■ What this task involves: Render the following material again verbatim, leaving nothing out.
%%
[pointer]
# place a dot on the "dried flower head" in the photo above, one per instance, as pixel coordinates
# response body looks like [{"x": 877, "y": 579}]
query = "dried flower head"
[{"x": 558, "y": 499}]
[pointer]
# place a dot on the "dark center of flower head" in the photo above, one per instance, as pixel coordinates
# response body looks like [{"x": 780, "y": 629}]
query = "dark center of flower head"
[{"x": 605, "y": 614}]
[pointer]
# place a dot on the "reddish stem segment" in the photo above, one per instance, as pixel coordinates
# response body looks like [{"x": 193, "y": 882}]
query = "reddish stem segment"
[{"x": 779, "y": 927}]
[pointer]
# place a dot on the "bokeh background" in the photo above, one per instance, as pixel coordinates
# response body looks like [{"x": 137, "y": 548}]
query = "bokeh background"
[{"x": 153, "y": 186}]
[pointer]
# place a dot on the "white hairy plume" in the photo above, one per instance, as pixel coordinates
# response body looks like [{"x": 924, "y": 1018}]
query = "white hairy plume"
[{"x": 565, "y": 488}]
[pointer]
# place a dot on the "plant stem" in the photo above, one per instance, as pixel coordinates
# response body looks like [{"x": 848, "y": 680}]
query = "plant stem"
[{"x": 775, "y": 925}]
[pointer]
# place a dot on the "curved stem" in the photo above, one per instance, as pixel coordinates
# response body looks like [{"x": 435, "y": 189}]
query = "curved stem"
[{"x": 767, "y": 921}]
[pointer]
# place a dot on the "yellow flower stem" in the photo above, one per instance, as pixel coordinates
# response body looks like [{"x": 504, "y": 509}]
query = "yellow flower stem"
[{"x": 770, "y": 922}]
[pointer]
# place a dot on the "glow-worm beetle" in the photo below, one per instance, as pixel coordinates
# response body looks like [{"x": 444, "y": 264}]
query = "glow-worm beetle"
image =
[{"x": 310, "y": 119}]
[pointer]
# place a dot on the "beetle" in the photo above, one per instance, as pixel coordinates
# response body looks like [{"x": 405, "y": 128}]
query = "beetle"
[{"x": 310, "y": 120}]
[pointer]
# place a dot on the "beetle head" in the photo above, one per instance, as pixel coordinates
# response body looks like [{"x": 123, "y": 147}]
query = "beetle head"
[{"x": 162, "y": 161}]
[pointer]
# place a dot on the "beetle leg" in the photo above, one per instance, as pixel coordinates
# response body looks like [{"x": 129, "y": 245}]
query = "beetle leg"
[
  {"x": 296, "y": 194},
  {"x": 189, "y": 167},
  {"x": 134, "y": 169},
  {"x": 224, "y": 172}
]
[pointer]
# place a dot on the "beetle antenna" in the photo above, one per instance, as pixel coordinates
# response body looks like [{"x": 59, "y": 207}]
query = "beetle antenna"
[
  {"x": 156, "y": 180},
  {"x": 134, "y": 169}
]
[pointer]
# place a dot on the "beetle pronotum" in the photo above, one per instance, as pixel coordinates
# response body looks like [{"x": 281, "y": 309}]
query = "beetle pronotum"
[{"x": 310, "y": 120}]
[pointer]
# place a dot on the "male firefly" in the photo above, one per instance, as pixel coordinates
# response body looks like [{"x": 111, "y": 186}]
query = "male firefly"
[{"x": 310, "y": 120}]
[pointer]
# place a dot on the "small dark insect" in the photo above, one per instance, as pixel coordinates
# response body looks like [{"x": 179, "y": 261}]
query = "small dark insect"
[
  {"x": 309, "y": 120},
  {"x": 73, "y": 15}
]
%%
■ Answer to the task:
[pointer]
# place a dot on the "dried flower head" in the photo above, one per instance, as pixel coordinates
# response body looks like [{"x": 877, "y": 579}]
query = "dried flower head"
[{"x": 558, "y": 499}]
[pointer]
# place a dot on the "dark center of flower head" in the photo above, one per instance, as pixel coordinates
# response body looks like [{"x": 780, "y": 629}]
query = "dark center of flower head"
[{"x": 605, "y": 614}]
[pointer]
# place a dot on the "reddish stem segment" in the photo above, one per instance, as pixel coordinates
# response body looks like [{"x": 193, "y": 882}]
query = "reddish stem segment"
[{"x": 779, "y": 927}]
[pointer]
# place a dot on the "bokeh background" in the photo above, one per instance, as pixel coordinates
# response body looks like [{"x": 137, "y": 548}]
query = "bokeh background"
[{"x": 153, "y": 186}]
[pointer]
# place a dot on the "white hairy plume" in the photo above, one per instance, as pixel coordinates
# response body looks like [{"x": 924, "y": 1018}]
query = "white hairy plume"
[{"x": 565, "y": 488}]
[pointer]
# place a dot on the "plant stem" in the photo above, one per instance, as pixel coordinates
# response body looks like [{"x": 848, "y": 680}]
query = "plant stem"
[{"x": 775, "y": 925}]
[pointer]
# place a dot on the "curved stem" in the photo above, one per instance, as pixel coordinates
# response body looks like [{"x": 435, "y": 189}]
query = "curved stem"
[{"x": 767, "y": 921}]
[pointer]
# place a dot on the "yellow flower stem" in the photo above, one per instance, as pixel coordinates
# response body looks like [{"x": 504, "y": 509}]
query = "yellow flower stem"
[{"x": 770, "y": 922}]
[pointer]
# place a dot on the "glow-worm beetle" in the photo below, one per instance, as pixel coordinates
# response body looks like [{"x": 444, "y": 264}]
query = "glow-worm beetle"
image =
[{"x": 310, "y": 119}]
[pointer]
# place a dot on the "beetle" in the photo above, one per instance, as pixel coordinates
# response body looks like [{"x": 405, "y": 128}]
query = "beetle"
[{"x": 310, "y": 120}]
[pointer]
# place a dot on the "beetle head" in the photo above, one per instance, as pixel coordinates
# response body looks like [{"x": 123, "y": 147}]
query = "beetle head"
[{"x": 162, "y": 161}]
[pointer]
# place a dot on the "beetle leg" in the photo above, one per instance, as pixel coordinates
# response body looks like [{"x": 129, "y": 245}]
query = "beetle leg"
[
  {"x": 296, "y": 194},
  {"x": 189, "y": 167},
  {"x": 134, "y": 169},
  {"x": 224, "y": 172}
]
[pointer]
# place a dot on the "beetle antenna" in the photo above, one per instance, as pixel coordinates
# response body looks like [{"x": 59, "y": 207}]
query = "beetle antenna"
[
  {"x": 156, "y": 180},
  {"x": 134, "y": 169}
]
[pointer]
# place a dot on the "beetle pronotum" in the photo above, one per instance, as pixel coordinates
# response body looks like [{"x": 281, "y": 309}]
query = "beetle pronotum"
[{"x": 310, "y": 120}]
[pointer]
# place a dot on the "male firefly" in the photo above, one per instance, as pixel coordinates
# response body looks like [{"x": 111, "y": 186}]
query = "male firefly"
[{"x": 310, "y": 120}]
[pointer]
# place a dot on the "small dark insect" in the photo above, one per instance, as pixel coordinates
# response body looks like [{"x": 179, "y": 261}]
query = "small dark insect"
[
  {"x": 309, "y": 120},
  {"x": 73, "y": 15}
]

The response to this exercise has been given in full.